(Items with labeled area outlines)
--- start ---

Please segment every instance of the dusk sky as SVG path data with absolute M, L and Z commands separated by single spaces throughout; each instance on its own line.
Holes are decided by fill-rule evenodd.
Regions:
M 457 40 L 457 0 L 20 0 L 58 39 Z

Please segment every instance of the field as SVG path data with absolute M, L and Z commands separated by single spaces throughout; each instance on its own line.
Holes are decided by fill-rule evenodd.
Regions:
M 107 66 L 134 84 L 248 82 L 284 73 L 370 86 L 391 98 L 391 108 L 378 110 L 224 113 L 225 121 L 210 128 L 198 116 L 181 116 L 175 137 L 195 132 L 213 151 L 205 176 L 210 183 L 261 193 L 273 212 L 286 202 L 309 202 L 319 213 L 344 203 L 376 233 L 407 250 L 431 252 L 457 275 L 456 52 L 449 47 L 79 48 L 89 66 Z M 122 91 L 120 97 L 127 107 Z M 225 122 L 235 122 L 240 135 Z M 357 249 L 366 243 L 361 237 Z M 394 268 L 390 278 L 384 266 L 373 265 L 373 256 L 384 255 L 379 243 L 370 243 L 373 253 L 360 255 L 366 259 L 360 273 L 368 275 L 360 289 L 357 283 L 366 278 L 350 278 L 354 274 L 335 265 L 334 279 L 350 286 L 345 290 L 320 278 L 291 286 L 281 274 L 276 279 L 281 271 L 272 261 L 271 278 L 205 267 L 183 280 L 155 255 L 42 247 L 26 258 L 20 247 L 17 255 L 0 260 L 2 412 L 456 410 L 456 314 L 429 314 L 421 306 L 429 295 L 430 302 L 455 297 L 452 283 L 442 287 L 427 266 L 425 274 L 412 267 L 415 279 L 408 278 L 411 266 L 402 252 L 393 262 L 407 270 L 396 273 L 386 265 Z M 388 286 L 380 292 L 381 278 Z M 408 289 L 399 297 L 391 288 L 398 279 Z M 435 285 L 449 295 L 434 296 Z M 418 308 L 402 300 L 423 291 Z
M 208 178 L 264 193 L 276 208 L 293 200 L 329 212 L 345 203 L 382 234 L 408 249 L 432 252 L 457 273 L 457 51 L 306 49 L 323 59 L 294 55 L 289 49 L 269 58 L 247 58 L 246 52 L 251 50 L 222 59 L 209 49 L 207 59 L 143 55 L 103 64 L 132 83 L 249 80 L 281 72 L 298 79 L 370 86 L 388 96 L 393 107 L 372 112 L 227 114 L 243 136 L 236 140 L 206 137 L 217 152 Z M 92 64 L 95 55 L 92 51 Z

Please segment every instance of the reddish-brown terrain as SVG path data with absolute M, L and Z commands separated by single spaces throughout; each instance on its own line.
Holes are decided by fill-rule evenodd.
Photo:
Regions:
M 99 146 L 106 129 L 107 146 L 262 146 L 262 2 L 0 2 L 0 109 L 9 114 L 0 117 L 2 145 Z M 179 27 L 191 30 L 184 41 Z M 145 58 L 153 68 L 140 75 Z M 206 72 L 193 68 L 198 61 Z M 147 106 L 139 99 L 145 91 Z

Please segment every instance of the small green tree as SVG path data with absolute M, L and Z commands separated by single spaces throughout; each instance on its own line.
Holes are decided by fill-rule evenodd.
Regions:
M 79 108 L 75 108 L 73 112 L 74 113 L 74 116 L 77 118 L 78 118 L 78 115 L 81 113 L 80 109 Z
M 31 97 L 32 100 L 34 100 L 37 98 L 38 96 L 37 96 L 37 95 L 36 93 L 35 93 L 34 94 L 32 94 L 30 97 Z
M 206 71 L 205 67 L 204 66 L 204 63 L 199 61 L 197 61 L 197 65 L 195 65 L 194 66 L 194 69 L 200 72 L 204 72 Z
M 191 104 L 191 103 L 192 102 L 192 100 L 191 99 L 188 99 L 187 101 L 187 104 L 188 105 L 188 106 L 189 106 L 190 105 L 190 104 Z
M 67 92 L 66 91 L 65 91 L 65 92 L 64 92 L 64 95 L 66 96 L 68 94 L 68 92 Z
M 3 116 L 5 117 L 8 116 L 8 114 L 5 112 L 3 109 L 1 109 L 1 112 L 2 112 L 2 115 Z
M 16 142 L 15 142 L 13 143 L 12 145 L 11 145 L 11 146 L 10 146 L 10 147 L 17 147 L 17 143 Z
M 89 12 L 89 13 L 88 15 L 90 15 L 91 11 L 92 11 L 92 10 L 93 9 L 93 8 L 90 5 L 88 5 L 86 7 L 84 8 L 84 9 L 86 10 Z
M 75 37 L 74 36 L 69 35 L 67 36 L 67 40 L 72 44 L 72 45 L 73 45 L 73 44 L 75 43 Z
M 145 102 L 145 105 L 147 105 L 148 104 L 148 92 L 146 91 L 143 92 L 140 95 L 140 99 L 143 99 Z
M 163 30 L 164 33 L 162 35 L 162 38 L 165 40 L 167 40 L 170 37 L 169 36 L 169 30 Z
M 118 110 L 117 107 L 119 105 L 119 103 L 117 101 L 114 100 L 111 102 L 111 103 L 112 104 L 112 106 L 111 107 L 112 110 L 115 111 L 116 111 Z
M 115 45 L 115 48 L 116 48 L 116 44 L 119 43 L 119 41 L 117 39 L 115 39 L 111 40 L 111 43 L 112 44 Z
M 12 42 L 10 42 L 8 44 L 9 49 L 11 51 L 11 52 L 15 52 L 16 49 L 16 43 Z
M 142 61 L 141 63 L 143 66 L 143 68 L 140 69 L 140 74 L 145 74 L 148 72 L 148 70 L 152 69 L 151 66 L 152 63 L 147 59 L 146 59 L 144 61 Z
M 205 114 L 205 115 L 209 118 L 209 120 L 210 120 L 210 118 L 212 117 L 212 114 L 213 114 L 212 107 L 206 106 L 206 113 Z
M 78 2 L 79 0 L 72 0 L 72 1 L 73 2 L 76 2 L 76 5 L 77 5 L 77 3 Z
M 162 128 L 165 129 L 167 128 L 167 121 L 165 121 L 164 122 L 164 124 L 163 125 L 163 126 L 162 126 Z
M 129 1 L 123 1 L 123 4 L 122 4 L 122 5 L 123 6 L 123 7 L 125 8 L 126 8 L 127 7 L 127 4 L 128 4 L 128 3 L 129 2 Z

--- end ---

### BRIEF
Could you output, unchanged, the lines running from the one containing "Please segment every instance of the reddish-brown" through the one containing "M 99 146 L 106", both included?

### SOLUTION FOR THIS TASK
Please segment every instance of the reddish-brown terrain as SVG path data with absolute M, L and Z commands separated by single spaces throughout; each instance on its own line.
Holes are decided by fill-rule evenodd.
Photo:
Regions:
M 99 146 L 106 129 L 107 146 L 262 146 L 262 2 L 0 2 L 0 109 L 9 114 L 0 117 L 2 145 Z M 179 27 L 191 30 L 184 41 Z M 145 58 L 153 68 L 140 75 Z M 206 72 L 193 68 L 198 61 Z M 147 106 L 139 99 L 145 91 Z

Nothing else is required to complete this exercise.